--- BEGIN THE INPUT ---
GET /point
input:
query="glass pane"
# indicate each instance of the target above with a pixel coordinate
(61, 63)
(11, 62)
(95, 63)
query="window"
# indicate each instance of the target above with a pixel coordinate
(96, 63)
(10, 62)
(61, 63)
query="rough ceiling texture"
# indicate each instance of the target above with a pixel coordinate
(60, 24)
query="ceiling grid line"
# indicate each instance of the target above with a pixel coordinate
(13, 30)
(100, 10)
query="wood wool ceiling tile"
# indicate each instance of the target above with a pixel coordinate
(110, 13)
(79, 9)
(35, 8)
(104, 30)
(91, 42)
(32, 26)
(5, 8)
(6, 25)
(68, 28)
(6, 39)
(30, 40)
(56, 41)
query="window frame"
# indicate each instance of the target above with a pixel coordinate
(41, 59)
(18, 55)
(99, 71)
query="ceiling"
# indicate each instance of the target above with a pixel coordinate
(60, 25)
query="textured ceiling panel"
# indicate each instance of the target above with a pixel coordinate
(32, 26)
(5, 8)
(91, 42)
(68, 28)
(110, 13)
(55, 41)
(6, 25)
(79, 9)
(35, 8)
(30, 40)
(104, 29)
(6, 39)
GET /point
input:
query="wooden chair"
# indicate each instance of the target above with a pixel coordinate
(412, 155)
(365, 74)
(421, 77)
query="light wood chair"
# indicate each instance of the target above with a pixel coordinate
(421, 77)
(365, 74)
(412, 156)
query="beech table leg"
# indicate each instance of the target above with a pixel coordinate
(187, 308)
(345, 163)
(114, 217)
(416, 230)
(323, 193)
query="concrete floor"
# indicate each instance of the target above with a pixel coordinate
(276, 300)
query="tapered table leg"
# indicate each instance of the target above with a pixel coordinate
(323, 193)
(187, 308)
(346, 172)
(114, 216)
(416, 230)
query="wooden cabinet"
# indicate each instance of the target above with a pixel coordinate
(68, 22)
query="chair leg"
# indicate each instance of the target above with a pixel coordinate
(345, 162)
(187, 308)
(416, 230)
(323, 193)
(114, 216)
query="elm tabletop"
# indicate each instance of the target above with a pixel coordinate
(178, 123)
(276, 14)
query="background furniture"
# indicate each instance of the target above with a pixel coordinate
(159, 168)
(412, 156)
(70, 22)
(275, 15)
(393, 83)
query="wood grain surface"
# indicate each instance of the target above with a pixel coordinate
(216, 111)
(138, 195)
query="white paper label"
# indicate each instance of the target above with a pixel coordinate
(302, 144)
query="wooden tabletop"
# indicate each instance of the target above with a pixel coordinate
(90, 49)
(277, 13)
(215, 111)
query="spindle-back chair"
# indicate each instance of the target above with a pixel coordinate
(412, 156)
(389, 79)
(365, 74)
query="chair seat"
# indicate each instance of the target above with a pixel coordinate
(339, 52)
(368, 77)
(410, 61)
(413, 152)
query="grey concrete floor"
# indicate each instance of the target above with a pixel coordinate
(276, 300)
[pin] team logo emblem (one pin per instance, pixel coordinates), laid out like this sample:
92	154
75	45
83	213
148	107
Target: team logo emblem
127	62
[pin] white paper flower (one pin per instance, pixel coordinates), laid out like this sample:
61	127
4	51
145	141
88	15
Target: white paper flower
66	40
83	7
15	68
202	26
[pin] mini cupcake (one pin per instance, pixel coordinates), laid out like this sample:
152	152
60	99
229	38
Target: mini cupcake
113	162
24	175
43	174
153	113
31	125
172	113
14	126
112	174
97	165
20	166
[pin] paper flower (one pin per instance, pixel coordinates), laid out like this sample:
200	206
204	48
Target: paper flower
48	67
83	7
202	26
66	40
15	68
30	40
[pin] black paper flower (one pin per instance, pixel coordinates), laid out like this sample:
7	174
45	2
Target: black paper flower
--- END THE INPUT ---
# WHAT NEEDS TO BE DONE
Make everything from the line containing "[pin] black paper" down to the last line of the items into a numbered list, skipping any blank lines.

# EXERCISE RESPONSE
1. [pin] black paper flower (one pin per instance, pixel coordinates), laid out like this sample:
2. 7	174
3. 45	2
4. Target: black paper flower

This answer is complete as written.